Provided text -

Published Jul 7, 2009
Guest321574
221 Posts
http://skepticalob.blogspot.com/2009/06/i-couldnt-figure-out-correct-dose-so-i.html
If what she is saying is true, that is one scary nurse...but reading around her posts, it seems she exaggerates a lot of things, so I'm slightly "skeptical" of her retelling.
What I really don't like is how she kind of fobs off the majority of medical/medication errors as being solely a nursing problem...
iteachob, MSN, RN
481 Posts
I hate to say it.....but, I think she has a point. I teach a dosage calculation module in an RN nursing program. Students in the 1st year have to make a 92% to pass the exam (they have to make 100% in the 2nd year). They have 3 tries. In a typical class of 30, half will need a 2nd try and usually 2 or 3 will need a 3rd (even in the 2nd year). I have clinical students that frequently cannot calculate a piggyback rate. Even on the exit HESI's some students will continue to make calculation errors.
Nursing is the last link in the safety chain...if you will. While docs certainly do make errors (and hopefully we as nurses catch those errors), I fear it is the nurse who makes the majority of dosage errors.

What you will do -
**A)** Retype the stretch of the nursing forum thread from "Published Jul 7, 2009" through "a nursing problem...".
**B)** Write the next part of the nursing forum thread, picking up right after its final sentence.
The records come from a different source than the nursing forum thread.

Data for review -
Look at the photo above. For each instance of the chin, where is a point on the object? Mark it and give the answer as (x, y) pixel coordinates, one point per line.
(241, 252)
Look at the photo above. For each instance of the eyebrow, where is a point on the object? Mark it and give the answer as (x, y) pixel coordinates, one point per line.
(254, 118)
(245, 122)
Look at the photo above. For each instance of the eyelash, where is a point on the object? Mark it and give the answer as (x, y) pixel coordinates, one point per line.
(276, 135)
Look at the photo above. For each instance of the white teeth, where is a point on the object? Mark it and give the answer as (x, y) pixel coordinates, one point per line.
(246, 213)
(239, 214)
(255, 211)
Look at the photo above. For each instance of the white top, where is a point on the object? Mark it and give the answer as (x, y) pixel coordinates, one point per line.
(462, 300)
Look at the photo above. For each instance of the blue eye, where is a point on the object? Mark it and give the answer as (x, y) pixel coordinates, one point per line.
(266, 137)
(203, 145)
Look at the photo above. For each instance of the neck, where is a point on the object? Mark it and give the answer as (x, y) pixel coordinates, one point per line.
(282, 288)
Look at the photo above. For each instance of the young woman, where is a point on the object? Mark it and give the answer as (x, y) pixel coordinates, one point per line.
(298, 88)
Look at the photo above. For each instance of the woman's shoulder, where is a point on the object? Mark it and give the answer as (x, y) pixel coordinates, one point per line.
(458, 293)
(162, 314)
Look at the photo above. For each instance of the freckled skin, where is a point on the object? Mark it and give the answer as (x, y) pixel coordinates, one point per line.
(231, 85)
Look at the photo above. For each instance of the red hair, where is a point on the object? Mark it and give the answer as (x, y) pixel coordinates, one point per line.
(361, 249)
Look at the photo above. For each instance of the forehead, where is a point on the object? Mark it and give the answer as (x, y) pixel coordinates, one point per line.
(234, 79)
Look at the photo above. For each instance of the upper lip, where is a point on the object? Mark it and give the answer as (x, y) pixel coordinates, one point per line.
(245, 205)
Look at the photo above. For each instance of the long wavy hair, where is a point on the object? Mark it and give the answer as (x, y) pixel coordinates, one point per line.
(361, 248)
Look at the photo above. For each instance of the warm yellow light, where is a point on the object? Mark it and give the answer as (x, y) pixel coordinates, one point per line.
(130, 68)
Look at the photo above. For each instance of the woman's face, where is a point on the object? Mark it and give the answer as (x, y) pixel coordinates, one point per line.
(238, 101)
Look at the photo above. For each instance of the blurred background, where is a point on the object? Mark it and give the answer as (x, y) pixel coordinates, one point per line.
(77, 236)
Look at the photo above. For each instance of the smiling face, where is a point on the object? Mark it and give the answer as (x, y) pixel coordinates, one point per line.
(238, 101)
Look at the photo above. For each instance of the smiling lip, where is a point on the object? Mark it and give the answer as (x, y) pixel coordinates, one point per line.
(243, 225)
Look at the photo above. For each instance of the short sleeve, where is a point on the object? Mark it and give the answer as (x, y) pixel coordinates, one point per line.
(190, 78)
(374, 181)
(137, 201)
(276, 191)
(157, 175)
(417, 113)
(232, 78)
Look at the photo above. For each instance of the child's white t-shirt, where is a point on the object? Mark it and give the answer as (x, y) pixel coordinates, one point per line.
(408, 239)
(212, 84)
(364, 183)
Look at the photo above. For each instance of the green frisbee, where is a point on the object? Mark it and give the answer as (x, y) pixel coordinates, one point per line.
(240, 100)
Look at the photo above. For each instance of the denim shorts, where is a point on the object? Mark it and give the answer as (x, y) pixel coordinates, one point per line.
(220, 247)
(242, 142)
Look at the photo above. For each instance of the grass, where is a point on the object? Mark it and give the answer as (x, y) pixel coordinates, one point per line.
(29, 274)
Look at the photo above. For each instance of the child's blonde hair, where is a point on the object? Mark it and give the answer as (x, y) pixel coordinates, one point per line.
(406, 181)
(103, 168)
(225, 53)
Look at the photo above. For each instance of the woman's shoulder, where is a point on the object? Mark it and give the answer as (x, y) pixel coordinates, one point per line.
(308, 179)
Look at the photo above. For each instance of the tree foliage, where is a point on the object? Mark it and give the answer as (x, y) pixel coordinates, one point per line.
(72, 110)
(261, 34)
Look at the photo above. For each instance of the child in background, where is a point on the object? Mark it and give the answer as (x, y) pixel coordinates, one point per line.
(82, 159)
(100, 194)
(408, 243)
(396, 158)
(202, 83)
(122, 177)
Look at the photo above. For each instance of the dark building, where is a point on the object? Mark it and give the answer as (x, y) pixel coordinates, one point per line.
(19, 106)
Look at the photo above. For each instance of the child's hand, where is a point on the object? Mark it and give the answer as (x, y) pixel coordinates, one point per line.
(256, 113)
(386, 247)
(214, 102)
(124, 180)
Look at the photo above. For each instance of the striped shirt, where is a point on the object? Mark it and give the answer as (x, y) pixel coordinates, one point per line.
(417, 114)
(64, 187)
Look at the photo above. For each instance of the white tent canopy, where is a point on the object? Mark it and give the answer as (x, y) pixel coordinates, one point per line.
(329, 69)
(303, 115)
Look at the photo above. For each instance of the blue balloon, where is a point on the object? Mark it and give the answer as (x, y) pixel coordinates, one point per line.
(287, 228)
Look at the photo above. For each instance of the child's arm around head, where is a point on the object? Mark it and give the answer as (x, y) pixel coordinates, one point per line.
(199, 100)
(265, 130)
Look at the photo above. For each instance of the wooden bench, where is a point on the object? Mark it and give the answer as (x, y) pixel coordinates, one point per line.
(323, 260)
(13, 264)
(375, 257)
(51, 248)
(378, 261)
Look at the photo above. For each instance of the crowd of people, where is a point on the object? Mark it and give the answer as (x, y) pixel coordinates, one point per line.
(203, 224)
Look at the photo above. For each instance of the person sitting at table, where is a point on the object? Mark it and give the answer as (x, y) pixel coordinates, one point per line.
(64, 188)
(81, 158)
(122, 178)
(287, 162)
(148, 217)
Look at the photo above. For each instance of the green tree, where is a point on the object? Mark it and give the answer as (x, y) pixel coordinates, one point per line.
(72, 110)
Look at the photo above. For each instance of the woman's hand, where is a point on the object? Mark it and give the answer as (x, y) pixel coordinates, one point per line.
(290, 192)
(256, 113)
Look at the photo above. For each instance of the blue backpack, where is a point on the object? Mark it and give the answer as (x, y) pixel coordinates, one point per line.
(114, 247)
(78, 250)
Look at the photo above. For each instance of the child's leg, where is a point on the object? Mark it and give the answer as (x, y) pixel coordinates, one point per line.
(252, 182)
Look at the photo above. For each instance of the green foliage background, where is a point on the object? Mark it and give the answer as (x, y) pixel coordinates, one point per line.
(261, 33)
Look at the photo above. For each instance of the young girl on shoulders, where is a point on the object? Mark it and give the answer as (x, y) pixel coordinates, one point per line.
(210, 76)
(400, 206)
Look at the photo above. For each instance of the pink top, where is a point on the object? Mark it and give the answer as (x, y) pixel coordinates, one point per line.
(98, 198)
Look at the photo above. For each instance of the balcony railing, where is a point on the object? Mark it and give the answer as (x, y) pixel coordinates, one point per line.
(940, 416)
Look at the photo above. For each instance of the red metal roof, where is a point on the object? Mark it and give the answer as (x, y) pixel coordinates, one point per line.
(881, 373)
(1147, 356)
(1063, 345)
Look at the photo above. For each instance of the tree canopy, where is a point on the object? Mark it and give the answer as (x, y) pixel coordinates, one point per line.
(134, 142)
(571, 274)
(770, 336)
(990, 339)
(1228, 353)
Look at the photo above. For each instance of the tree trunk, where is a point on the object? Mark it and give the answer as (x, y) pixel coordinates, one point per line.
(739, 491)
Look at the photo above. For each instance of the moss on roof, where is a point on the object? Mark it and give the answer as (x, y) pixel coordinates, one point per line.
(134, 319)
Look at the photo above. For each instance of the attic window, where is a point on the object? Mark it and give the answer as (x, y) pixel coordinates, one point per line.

Answers below -
**A)**
Published Jul 7, 2009
Guest321574
221 Posts
http://skepticalob.blogspot.com/2009/06/i-couldnt-figure-out-correct-dose-so-i.html
If what she is saying is true, that is one scary nurse...but reading around her posts, it seems she exaggerates a lot of things, so I'm slightly "skeptical" of her retelling.
What I really don't like is how she kind of fobs off the majority of medical/medication errors as being solely a nursing problem...

**B)**
LifelongDream
190 Posts
I agree also. I did well on our last calculations test before graduation, but about a third of our class did not! It's very scary to think that these students will be out taking care of patients shortly!
Cherybaby
385 Posts
I agree that she does make some valid points...but, sadly, she also seems like the type of person that needs affirmation that she is doing a good job. She seems to be begging for the proverbial pat on the back from her readers. Some commenters called her out on that, which is fair. Medical mistakes are made by everyone.
It's just a little...disheartening that we are still playing the blame game...doctors versus nurses, when we are really all playing on the same team. The patients team.
VICEDRN, BSN, RN
1,078 Posts
If it gives you any hope, the students in my program do pretty well on the med calc tests. You have to pass at 90% and we usually lose about 10 out of 80 people the first semester. I think those folks didn't take it seriously enough.
For those that I know that do med calc wrong but them subsequently pass on their second try, they mostly make the "rules" errors. Rounding Kg prematurely, reporting answers in .01 instead of 0.01 format.
I live in fear of a med error.
Don't you need two nurses to sign off on heparin? (kind of like insulin, morphine (at least to waste). I thought JCAHO says you need two nurses for that?! that's how I have seen it done.
I really can't imagine anyone actually saying that out loud...
y'all school me if I am wrong here.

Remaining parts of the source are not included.